> Working data:
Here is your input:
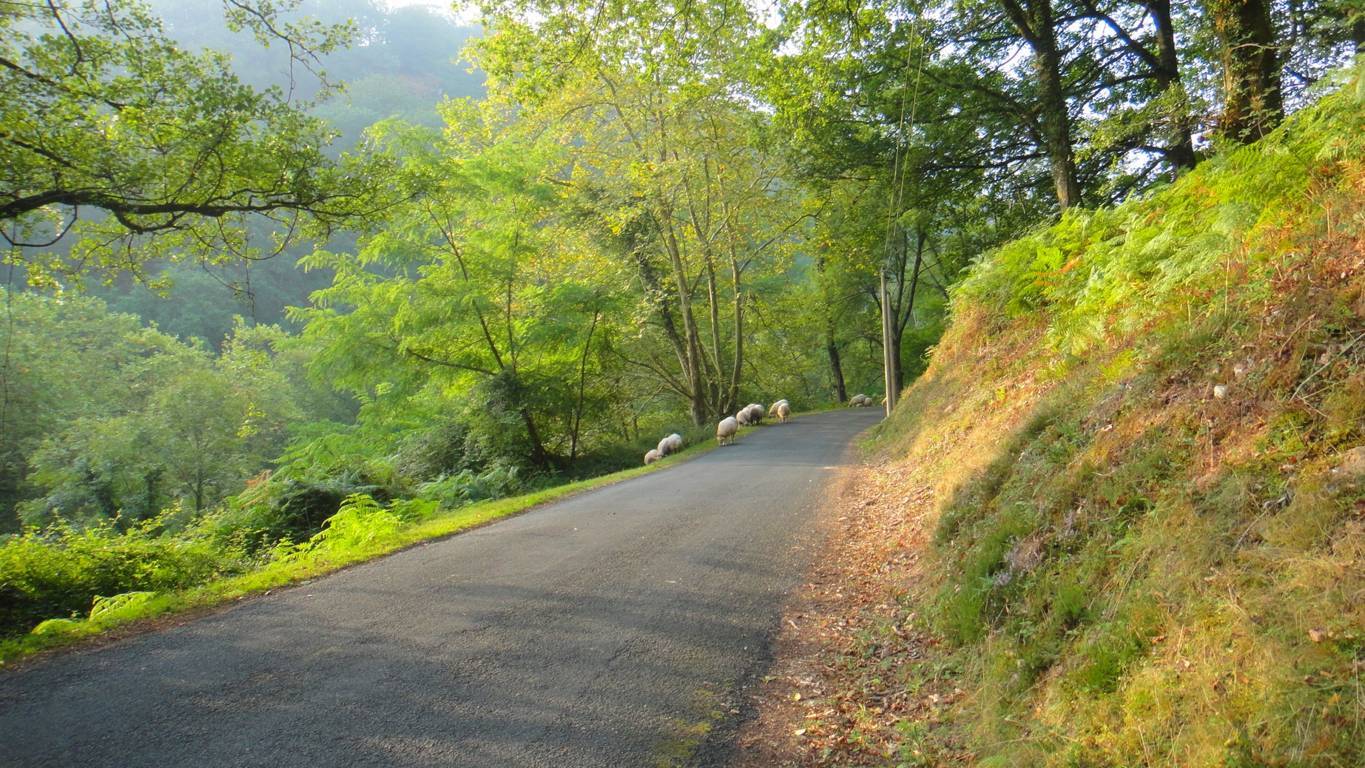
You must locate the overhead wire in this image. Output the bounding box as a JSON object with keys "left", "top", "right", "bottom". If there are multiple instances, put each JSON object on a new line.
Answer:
{"left": 879, "top": 9, "right": 928, "bottom": 412}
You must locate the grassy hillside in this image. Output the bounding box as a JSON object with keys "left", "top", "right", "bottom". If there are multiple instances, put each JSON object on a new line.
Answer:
{"left": 861, "top": 70, "right": 1364, "bottom": 765}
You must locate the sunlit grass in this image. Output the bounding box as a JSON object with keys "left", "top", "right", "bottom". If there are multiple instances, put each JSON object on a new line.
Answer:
{"left": 847, "top": 82, "right": 1365, "bottom": 766}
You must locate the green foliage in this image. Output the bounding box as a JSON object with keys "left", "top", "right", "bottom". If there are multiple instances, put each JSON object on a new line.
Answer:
{"left": 272, "top": 494, "right": 403, "bottom": 563}
{"left": 205, "top": 474, "right": 395, "bottom": 555}
{"left": 957, "top": 82, "right": 1365, "bottom": 358}
{"left": 417, "top": 466, "right": 524, "bottom": 508}
{"left": 1, "top": 0, "right": 379, "bottom": 282}
{"left": 0, "top": 519, "right": 229, "bottom": 636}
{"left": 5, "top": 298, "right": 316, "bottom": 529}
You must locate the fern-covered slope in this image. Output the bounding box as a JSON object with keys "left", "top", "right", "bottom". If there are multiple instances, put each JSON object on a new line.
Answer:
{"left": 863, "top": 74, "right": 1364, "bottom": 765}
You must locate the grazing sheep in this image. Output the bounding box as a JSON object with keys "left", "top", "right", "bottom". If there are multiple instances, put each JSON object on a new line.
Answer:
{"left": 716, "top": 416, "right": 739, "bottom": 445}
{"left": 745, "top": 403, "right": 765, "bottom": 424}
{"left": 644, "top": 448, "right": 661, "bottom": 465}
{"left": 767, "top": 399, "right": 788, "bottom": 418}
{"left": 657, "top": 432, "right": 683, "bottom": 456}
{"left": 735, "top": 407, "right": 753, "bottom": 426}
{"left": 776, "top": 401, "right": 791, "bottom": 423}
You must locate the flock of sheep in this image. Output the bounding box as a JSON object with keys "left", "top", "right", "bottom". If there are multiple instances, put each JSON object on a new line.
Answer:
{"left": 642, "top": 398, "right": 795, "bottom": 465}
{"left": 644, "top": 394, "right": 882, "bottom": 464}
{"left": 715, "top": 399, "right": 792, "bottom": 446}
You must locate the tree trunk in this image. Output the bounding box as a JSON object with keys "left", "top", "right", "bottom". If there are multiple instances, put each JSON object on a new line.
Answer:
{"left": 568, "top": 309, "right": 600, "bottom": 462}
{"left": 703, "top": 255, "right": 725, "bottom": 404}
{"left": 1034, "top": 34, "right": 1081, "bottom": 209}
{"left": 685, "top": 159, "right": 727, "bottom": 406}
{"left": 815, "top": 255, "right": 847, "bottom": 402}
{"left": 660, "top": 215, "right": 708, "bottom": 425}
{"left": 891, "top": 232, "right": 925, "bottom": 395}
{"left": 631, "top": 248, "right": 691, "bottom": 382}
{"left": 725, "top": 237, "right": 745, "bottom": 414}
{"left": 1000, "top": 0, "right": 1082, "bottom": 209}
{"left": 727, "top": 283, "right": 743, "bottom": 415}
{"left": 1146, "top": 0, "right": 1197, "bottom": 174}
{"left": 890, "top": 323, "right": 904, "bottom": 398}
{"left": 880, "top": 270, "right": 896, "bottom": 412}
{"left": 1207, "top": 0, "right": 1283, "bottom": 142}
{"left": 519, "top": 406, "right": 552, "bottom": 468}
{"left": 193, "top": 470, "right": 204, "bottom": 515}
{"left": 143, "top": 468, "right": 162, "bottom": 521}
{"left": 826, "top": 330, "right": 847, "bottom": 402}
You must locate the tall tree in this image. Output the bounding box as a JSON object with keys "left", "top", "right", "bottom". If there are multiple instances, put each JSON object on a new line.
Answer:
{"left": 1075, "top": 0, "right": 1198, "bottom": 178}
{"left": 300, "top": 107, "right": 614, "bottom": 468}
{"left": 1206, "top": 0, "right": 1284, "bottom": 141}
{"left": 467, "top": 0, "right": 807, "bottom": 424}
{"left": 996, "top": 0, "right": 1083, "bottom": 208}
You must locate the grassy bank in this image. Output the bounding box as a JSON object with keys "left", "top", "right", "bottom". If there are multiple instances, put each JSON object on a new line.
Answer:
{"left": 846, "top": 72, "right": 1364, "bottom": 765}
{"left": 0, "top": 435, "right": 722, "bottom": 667}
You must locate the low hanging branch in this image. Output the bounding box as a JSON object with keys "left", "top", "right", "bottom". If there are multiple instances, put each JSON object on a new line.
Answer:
{"left": 0, "top": 0, "right": 383, "bottom": 276}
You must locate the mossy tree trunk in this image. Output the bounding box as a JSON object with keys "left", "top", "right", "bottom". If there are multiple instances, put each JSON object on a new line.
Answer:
{"left": 1206, "top": 0, "right": 1284, "bottom": 142}
{"left": 999, "top": 0, "right": 1082, "bottom": 209}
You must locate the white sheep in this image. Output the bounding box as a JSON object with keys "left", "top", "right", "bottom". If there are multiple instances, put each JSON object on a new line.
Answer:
{"left": 745, "top": 403, "right": 765, "bottom": 424}
{"left": 657, "top": 432, "right": 683, "bottom": 456}
{"left": 644, "top": 448, "right": 661, "bottom": 465}
{"left": 848, "top": 393, "right": 867, "bottom": 407}
{"left": 716, "top": 416, "right": 738, "bottom": 445}
{"left": 776, "top": 401, "right": 791, "bottom": 422}
{"left": 767, "top": 399, "right": 788, "bottom": 418}
{"left": 735, "top": 407, "right": 753, "bottom": 426}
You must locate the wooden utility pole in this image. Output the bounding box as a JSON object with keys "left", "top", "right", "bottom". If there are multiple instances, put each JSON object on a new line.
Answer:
{"left": 879, "top": 270, "right": 897, "bottom": 416}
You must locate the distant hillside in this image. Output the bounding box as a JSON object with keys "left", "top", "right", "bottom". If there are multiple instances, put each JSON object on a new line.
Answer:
{"left": 79, "top": 1, "right": 485, "bottom": 345}
{"left": 861, "top": 68, "right": 1364, "bottom": 765}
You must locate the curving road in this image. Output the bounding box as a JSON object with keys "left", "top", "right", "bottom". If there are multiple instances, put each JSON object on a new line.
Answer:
{"left": 0, "top": 408, "right": 881, "bottom": 767}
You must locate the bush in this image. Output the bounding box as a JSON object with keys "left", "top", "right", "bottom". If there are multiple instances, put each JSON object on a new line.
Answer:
{"left": 0, "top": 522, "right": 226, "bottom": 637}
{"left": 416, "top": 463, "right": 523, "bottom": 508}
{"left": 206, "top": 473, "right": 399, "bottom": 554}
{"left": 271, "top": 494, "right": 405, "bottom": 565}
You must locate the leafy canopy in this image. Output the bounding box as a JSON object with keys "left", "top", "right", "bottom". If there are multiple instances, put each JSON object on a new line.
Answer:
{"left": 0, "top": 0, "right": 385, "bottom": 285}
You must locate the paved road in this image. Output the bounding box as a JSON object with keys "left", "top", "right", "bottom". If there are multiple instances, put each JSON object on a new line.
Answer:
{"left": 0, "top": 409, "right": 881, "bottom": 767}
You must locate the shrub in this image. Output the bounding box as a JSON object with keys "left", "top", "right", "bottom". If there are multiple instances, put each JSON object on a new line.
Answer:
{"left": 0, "top": 522, "right": 225, "bottom": 636}
{"left": 416, "top": 463, "right": 524, "bottom": 508}
{"left": 205, "top": 473, "right": 399, "bottom": 554}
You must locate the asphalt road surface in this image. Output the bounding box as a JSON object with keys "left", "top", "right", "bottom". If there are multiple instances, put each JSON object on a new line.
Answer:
{"left": 0, "top": 408, "right": 882, "bottom": 767}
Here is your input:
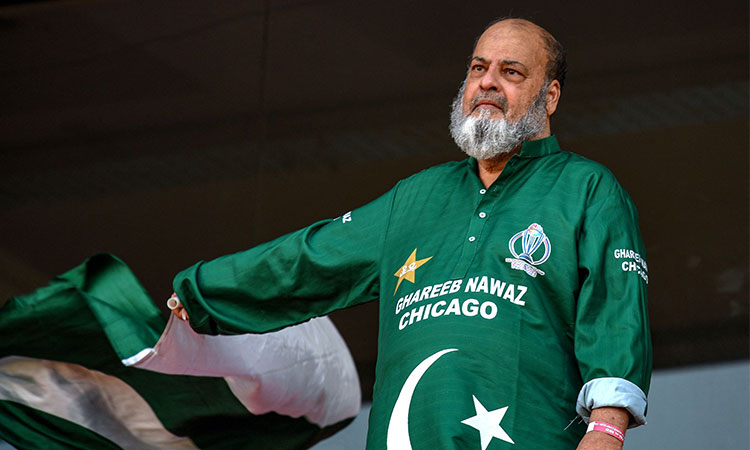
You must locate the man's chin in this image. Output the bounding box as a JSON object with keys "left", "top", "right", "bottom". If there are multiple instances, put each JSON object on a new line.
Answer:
{"left": 460, "top": 145, "right": 515, "bottom": 161}
{"left": 470, "top": 108, "right": 506, "bottom": 120}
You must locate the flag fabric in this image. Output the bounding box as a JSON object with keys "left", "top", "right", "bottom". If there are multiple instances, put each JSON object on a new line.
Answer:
{"left": 0, "top": 253, "right": 360, "bottom": 449}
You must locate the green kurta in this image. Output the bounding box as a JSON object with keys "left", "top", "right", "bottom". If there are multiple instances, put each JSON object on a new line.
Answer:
{"left": 174, "top": 135, "right": 651, "bottom": 450}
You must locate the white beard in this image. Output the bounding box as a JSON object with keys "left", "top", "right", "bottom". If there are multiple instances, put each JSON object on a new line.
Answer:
{"left": 449, "top": 81, "right": 549, "bottom": 160}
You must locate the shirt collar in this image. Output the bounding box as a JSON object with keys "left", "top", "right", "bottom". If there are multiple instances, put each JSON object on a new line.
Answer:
{"left": 518, "top": 134, "right": 561, "bottom": 158}
{"left": 465, "top": 134, "right": 562, "bottom": 170}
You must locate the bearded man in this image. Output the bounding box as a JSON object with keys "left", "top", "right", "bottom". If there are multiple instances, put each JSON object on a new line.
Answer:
{"left": 170, "top": 18, "right": 651, "bottom": 450}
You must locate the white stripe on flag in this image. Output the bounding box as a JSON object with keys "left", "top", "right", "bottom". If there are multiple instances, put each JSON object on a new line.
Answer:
{"left": 129, "top": 315, "right": 362, "bottom": 428}
{"left": 0, "top": 356, "right": 198, "bottom": 450}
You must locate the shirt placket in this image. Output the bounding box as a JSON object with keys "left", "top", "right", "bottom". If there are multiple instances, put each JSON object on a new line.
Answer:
{"left": 450, "top": 158, "right": 518, "bottom": 279}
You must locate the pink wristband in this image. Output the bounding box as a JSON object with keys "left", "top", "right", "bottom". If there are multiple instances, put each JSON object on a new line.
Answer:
{"left": 587, "top": 421, "right": 625, "bottom": 443}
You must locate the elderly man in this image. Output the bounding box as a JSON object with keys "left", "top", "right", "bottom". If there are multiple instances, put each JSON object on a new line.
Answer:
{"left": 171, "top": 18, "right": 651, "bottom": 450}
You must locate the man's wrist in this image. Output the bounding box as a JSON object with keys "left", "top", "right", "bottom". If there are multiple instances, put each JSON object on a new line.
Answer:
{"left": 587, "top": 421, "right": 625, "bottom": 443}
{"left": 577, "top": 408, "right": 628, "bottom": 450}
{"left": 577, "top": 428, "right": 624, "bottom": 450}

> What you will do:
Could you count the lines in the entries that hold the word "grassy"? Only the number is wanted.

> Output for this exercise:
2